▸ **TASK**
Reproduce, character for character, the part of the material that opens with the line containing "The service SHOULD place a point on the woman" and closes with the line containing "Query: woman with long blonde hair". Leave any picture out of your answer.

▸ **DATA FOR THIS TASK**
▼▼▼

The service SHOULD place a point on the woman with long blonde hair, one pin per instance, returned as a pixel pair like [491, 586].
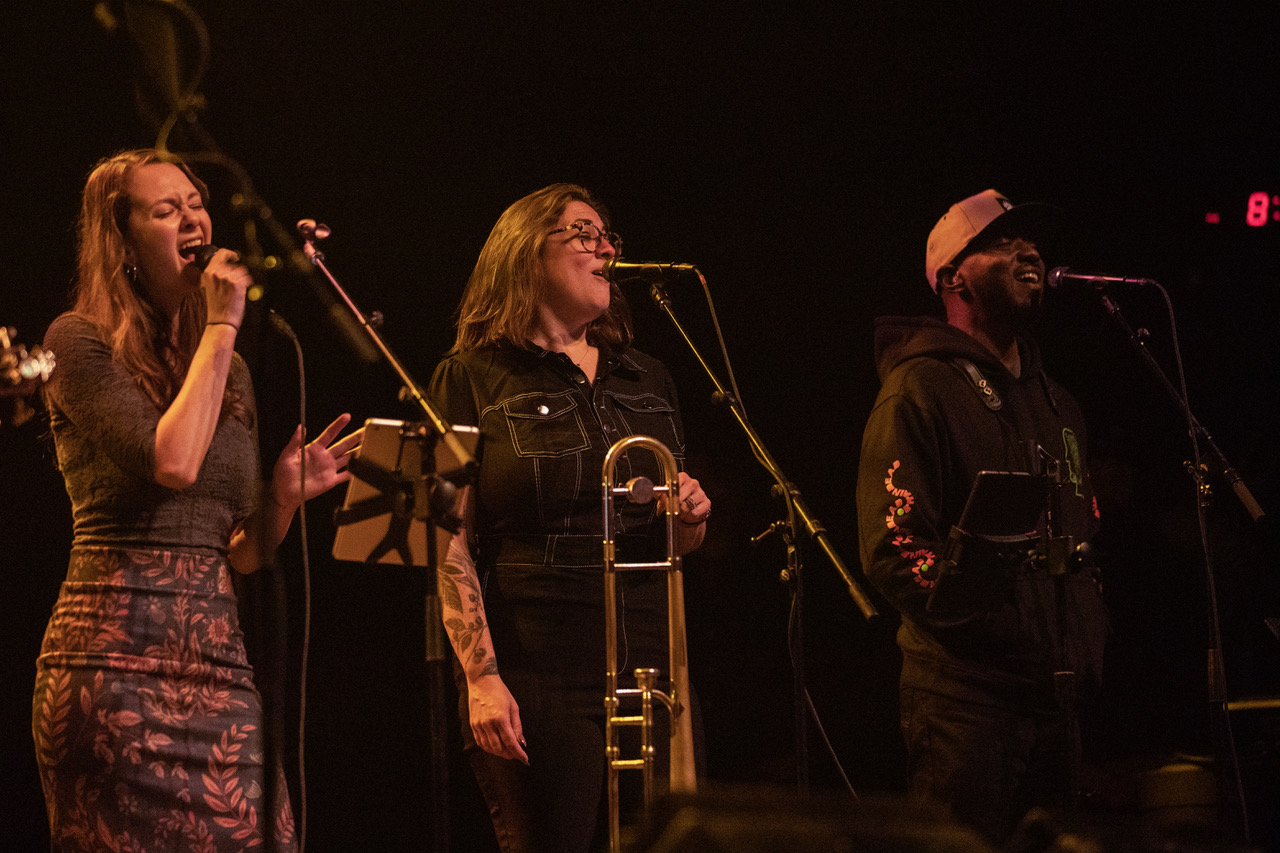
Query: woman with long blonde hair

▲▲▲
▼▼▼

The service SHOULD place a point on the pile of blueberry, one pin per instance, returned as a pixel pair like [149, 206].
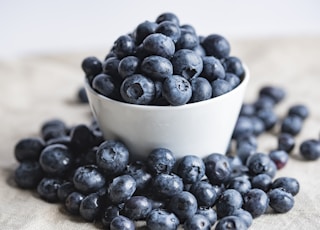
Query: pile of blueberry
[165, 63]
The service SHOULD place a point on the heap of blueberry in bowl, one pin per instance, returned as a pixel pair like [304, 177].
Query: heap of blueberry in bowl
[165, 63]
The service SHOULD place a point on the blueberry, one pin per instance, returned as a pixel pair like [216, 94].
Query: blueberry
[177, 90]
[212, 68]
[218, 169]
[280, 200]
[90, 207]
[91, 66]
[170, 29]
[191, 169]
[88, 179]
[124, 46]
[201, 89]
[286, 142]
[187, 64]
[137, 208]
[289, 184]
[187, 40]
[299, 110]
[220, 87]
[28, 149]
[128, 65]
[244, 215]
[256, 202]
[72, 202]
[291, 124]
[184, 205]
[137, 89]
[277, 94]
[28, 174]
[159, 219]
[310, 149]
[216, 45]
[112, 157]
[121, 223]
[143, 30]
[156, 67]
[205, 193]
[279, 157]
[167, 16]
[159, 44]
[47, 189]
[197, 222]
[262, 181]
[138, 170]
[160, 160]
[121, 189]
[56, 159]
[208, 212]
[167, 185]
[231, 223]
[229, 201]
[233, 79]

▲▲▲

▸ **THE RESULT**
The service SHOULD place a point on the woman with long blonde hair, one pin per instance, returned as a pixel pair like [491, 586].
Query: woman with long blonde hair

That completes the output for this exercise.